## Given request
Pull out each line of the data below that contains the word "curled", and copy those lines in full.

_ _ _

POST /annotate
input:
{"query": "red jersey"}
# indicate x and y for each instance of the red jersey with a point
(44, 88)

_ _ _

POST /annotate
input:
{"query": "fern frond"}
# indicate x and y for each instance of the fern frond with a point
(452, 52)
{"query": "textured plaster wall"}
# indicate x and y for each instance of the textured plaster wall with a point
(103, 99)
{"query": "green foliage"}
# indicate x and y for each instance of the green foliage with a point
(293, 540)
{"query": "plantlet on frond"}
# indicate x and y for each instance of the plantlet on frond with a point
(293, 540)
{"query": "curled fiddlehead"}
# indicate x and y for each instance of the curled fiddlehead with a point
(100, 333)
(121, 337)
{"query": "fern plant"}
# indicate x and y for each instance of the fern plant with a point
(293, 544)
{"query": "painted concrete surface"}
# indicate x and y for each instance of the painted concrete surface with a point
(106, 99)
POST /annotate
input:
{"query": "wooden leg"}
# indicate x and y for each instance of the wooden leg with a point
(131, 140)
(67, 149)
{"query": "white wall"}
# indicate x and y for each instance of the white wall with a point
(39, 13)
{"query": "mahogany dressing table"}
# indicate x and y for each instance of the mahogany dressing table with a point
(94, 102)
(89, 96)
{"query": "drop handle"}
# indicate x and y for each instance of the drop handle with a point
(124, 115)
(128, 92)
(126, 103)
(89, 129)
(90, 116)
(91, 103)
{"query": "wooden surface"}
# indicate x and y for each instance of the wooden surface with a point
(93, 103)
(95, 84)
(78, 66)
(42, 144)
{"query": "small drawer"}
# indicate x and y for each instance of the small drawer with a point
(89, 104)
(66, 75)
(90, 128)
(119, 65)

_ _ _

## Task answer
{"query": "curled fiddlehead"}
# indicate x and y for each instance of the curled fiddlehead with a point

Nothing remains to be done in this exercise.